EXERCISE PROMPT
Output everything in the material from the line containing "Reviewer note: every instance of the tree shadow" down to the line containing "column 428, row 340", both included, as a numbered list with blank lines left out.

ENTRIES SHOWN
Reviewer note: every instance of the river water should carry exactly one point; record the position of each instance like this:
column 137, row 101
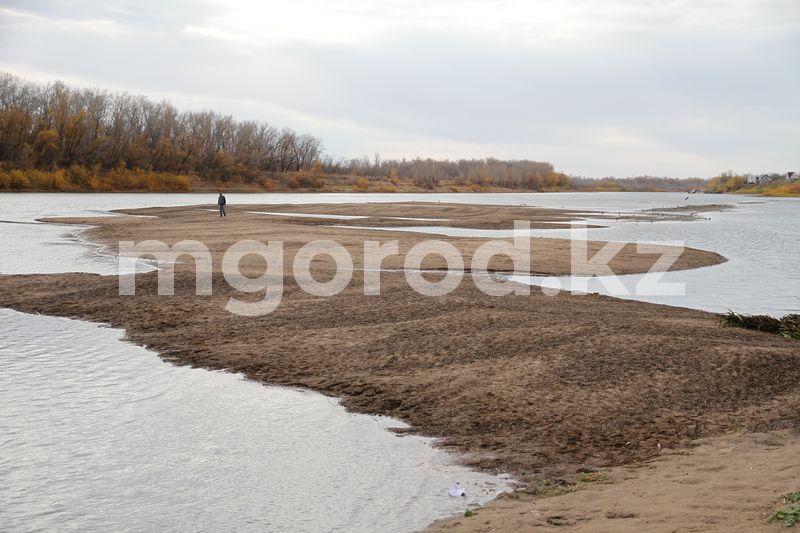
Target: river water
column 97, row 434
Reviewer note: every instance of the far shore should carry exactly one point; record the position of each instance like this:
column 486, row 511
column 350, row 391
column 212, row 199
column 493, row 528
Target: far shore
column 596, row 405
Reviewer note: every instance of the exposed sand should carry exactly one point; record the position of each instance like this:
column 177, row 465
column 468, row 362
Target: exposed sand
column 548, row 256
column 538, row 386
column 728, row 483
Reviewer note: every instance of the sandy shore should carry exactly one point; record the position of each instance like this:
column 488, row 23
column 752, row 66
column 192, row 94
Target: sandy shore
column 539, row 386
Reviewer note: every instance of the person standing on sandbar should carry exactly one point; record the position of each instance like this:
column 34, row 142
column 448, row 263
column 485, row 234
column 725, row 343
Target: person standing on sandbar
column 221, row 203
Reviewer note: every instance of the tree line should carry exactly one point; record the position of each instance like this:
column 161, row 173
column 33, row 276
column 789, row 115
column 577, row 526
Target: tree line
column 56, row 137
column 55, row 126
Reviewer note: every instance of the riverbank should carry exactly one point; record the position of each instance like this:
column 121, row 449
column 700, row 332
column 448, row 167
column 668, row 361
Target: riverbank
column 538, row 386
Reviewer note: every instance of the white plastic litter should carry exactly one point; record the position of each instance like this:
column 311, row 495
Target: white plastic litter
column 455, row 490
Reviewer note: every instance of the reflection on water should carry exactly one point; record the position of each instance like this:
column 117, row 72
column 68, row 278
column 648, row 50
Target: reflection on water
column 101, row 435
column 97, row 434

* * *

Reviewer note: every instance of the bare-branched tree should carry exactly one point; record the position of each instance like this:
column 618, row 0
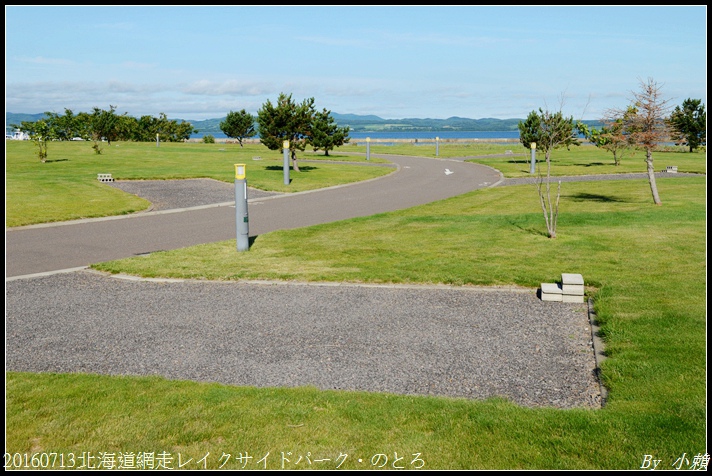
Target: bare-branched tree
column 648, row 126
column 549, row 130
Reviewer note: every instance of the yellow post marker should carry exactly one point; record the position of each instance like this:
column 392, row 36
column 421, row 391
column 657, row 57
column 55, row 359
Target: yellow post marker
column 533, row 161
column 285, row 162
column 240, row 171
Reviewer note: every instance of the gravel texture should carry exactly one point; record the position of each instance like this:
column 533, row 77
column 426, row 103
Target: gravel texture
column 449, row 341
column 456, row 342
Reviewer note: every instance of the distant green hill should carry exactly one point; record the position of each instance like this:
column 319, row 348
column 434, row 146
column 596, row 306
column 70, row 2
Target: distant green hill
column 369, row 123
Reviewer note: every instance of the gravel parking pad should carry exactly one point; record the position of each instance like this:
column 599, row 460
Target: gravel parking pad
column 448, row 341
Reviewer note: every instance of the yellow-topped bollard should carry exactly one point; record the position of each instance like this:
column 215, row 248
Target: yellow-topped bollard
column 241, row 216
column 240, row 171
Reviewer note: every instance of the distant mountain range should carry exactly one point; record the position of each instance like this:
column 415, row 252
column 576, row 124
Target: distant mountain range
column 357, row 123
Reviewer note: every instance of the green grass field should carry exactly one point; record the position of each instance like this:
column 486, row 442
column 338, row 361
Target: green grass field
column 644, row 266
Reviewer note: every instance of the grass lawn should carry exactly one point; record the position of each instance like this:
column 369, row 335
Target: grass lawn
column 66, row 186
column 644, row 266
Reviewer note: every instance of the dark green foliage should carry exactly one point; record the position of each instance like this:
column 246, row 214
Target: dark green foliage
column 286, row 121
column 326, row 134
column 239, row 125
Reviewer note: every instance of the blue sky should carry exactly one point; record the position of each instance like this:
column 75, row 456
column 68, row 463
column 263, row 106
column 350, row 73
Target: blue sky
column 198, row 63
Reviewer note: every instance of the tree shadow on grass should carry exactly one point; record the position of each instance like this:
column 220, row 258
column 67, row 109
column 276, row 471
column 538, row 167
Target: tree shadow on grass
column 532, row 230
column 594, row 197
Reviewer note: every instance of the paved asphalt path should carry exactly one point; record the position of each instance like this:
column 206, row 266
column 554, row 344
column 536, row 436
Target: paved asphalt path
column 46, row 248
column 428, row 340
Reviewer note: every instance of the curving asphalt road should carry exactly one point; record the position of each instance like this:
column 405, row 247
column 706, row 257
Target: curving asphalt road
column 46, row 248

THE RESULT
1. Reviewer note: every instance of the tree shadow on grass should carry exactly one point; record the position of each instance like this:
2. column 220, row 258
3. column 67, row 109
4. column 276, row 471
5. column 538, row 167
6. Target: tree shadow on grass
7. column 532, row 230
8. column 594, row 197
9. Reviewer note: every instance of the paved asphalt path should carry exactly one point; record the position of each instance like this:
10. column 206, row 266
11. column 554, row 344
12. column 536, row 436
13. Target: paved asphalt path
14. column 46, row 248
15. column 428, row 340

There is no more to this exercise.